━━━ ИСХОДНЫЙ ТЕКСТ

Я не хотел бы здесь углубляться в подробный разговор о цитируемой главе из Кордонского — тем более что по части ясности изложения этот текст весьма далек от эталонного, — однако его «поместье» вполне годится в качестве метафоры.

Высокий и плотный, по выражению Аузана, забор в России поставлен не от соседей. То есть и от них тоже, но это связано с отсутствием настоящей, годами и десятилетиями, как в других странах, складывающейся территориальной сегрегации по социальному признаку.

Поставлен он в основном от власти, от правительства, а его высота и плотность связаны как раз с тем, что маскировочные функции здесь преобладают над собственно защитными. Тут возникает вопрос: разве высокий плотный забор сам по себе не привлекает внимания к тому, что находится за ним? Разумеется, привлекает — если таким забором окружена, например, одна территория. А если все или множество, он становится не виден, его как бы не существует, он сливается со средой. В этом смысле «плита Лахмана», дешевое серийное изделие советского образца является идеальной маскировкой: ограждение из таких плит вообще незаметно, оно повсюду, им огорожено все.

Разумеется, «поместье» может быть огорожено и прозрачным забором. Такие переходные формы возникают в момент образования поместья, они обозначают начало процесса обособления — и в случае удачи сменяются более высокими и плотными оградами. Кроме того, прозрачными заборами оказываются огорожены другие территории с неясным статусом — те, чьи условные хозяева хотели бы контролировать их полностью, но по тем или иным причинам не могут.

Здесь самое время обратиться к вопросу об ограде вокруг районной поликлиники. Вот она, на следующей фотографии:

7. Ограда у входа в районную поликлинику

Начальству поликлиники, по всей видимости, очень хотелось как-то упорядочить человеческие потоки у вверенного ему здания и заодно показать, кто здесь хозяин, — тем более, что в непосредственной близости от этого стратегического объекта находится школа (неорганизованные дети) и спортплощадка (разгоряченные неорганизованные дети), а также рынок (неорганизованные спекулянты и мешочники).

━━━━━━
━━━ ВЫДЕРЖКИ ИЗ ЗАПИСЕЙ

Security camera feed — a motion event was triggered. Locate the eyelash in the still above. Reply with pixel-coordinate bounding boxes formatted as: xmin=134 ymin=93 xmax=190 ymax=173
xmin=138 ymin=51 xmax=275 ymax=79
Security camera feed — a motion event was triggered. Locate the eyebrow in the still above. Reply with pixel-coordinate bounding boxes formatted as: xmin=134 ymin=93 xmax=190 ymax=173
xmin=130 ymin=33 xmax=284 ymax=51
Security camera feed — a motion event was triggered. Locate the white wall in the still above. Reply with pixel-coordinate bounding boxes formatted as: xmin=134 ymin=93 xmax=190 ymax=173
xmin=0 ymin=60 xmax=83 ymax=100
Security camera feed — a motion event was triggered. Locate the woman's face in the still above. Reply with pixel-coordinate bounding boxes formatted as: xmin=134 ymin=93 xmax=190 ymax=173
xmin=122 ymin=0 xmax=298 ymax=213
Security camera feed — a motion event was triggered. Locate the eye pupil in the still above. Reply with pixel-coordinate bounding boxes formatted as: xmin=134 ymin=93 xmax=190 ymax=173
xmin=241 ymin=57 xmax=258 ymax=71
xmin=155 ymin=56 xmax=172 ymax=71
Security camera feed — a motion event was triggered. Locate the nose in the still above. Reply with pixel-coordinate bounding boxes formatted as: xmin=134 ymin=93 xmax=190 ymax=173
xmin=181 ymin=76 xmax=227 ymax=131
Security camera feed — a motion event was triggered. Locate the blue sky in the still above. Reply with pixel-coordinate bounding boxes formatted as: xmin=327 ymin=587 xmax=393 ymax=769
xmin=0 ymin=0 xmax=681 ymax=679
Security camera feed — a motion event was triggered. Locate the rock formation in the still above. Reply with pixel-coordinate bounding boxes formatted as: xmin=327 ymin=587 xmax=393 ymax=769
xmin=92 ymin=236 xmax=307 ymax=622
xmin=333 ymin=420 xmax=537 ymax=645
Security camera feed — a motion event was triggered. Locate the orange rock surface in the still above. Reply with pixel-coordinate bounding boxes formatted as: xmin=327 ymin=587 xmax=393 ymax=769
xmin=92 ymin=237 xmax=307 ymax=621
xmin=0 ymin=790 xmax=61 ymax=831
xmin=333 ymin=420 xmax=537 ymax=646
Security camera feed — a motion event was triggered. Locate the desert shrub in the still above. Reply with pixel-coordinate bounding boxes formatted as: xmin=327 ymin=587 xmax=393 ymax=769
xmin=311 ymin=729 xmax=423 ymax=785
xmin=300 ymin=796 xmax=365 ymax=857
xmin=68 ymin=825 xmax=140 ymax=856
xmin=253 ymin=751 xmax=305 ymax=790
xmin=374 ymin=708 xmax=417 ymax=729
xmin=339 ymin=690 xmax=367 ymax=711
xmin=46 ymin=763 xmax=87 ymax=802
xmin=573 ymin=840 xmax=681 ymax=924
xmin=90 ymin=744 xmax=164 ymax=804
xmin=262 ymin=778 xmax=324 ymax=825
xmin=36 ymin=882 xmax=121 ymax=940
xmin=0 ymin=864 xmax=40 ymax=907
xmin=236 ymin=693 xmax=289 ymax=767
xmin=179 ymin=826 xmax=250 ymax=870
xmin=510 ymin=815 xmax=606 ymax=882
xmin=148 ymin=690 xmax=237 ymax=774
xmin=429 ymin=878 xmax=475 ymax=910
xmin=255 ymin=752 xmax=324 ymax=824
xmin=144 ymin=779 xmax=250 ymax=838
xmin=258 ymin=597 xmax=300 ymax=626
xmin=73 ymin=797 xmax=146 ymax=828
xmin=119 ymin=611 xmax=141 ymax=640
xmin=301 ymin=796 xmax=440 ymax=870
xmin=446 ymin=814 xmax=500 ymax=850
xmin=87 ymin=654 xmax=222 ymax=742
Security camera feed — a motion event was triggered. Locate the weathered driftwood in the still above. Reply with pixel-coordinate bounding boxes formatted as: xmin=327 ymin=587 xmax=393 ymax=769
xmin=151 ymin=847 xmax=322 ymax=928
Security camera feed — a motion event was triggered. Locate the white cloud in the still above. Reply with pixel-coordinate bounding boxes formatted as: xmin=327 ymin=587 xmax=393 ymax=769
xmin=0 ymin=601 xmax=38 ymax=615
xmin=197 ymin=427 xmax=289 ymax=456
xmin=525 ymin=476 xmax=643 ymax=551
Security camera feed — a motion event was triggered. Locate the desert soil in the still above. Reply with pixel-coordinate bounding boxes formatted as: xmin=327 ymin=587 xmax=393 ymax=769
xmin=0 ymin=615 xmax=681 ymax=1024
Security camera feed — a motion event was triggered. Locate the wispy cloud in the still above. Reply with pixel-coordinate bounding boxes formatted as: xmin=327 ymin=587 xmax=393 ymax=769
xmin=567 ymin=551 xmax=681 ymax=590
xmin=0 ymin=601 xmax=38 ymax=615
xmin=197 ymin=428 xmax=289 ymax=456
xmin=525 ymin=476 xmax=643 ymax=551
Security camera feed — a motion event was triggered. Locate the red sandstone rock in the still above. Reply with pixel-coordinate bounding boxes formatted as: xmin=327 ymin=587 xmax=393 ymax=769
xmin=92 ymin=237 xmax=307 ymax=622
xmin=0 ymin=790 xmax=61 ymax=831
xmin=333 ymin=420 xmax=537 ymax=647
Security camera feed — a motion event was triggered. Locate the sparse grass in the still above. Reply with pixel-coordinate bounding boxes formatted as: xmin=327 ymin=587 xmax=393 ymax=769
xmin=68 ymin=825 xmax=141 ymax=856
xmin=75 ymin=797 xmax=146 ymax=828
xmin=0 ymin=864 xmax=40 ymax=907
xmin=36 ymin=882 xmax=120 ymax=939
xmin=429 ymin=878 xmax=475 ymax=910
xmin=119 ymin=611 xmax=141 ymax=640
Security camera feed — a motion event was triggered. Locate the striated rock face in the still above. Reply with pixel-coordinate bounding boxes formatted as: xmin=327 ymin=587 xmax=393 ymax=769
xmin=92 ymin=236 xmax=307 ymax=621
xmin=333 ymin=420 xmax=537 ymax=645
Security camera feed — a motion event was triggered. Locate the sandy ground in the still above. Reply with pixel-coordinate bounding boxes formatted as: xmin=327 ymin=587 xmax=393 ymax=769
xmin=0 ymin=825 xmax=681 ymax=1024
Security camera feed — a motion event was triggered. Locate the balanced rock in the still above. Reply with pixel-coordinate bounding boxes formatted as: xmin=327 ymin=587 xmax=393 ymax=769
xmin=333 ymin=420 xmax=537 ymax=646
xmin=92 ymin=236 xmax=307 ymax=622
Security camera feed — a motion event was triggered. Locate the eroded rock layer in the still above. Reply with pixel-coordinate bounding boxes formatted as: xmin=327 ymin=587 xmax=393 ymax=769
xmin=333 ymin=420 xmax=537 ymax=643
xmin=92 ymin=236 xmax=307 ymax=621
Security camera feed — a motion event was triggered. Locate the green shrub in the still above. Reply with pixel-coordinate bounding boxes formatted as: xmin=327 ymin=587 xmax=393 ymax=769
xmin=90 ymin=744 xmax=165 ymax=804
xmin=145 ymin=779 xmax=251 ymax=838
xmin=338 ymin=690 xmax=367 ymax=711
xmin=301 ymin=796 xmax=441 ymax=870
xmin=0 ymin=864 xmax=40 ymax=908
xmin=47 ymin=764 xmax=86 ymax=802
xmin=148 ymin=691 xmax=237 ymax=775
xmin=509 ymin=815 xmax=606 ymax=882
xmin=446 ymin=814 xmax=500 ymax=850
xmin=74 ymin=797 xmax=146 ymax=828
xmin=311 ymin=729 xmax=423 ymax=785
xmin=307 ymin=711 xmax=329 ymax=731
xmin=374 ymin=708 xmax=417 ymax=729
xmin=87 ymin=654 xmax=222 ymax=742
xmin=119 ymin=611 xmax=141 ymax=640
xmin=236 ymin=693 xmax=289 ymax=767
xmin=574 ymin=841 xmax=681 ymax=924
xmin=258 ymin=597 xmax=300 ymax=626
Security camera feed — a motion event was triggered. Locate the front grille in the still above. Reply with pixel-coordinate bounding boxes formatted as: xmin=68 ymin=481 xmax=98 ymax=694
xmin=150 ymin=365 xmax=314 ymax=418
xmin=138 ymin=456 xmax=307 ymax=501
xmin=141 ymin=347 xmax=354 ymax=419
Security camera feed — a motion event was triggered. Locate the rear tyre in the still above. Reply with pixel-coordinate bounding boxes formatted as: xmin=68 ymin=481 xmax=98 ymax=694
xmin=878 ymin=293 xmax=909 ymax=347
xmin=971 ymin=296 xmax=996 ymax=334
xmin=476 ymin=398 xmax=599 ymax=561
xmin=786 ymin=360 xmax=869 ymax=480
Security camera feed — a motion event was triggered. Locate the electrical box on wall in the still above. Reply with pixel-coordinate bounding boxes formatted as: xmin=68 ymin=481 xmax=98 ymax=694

━━━━━━

[ЧТО НУЖНО СДЕЛАТЬ]: Продолжите текст о заборах, начиная сразу после его последнего предложения.

[ОТВЕТ НИЖЕ]:
Предлог для восстановления порядка долго не находился, однако кто ищет, тот всегда найдет.

Как свидетельствует укрепленный на заборе неприметный знак, запрещающий курение, руководство поликлиники решило объединить два пункта статьи 12 15-ФЗ «Об охране здоровья граждан от воздействия окружающего табачного дыма и последствий потребления табака», — а именно пункт 2 (запрет курения «на территориях и в помещениях, предназначенных для оказания медицинских, реабилитационных и санаторно-курортных услуг») и пункт 4 (запрет курения «в местах на открытом воздухе на расстоянии менее чем пятнадцать метров от входов в помещения железнодорожных вокзалов, автовокзалов, аэропортов, морских портов, речных портов, станций метрополитенов»). Решило, отсчитало на глаз по 15 метров — и поставило забор, разместив на нем знаки, запрещающие курение. При том, что о прилегающих к медицинским учреждениям территориях в законе ничего не говорится, а к «органам государственной власти субъектов Российской Федерации», которые «вправе устанавливать дополнительные ограничения курения табака в отдельных общественных местах и в помещениях», руководство поликлиники вроде бы не относится.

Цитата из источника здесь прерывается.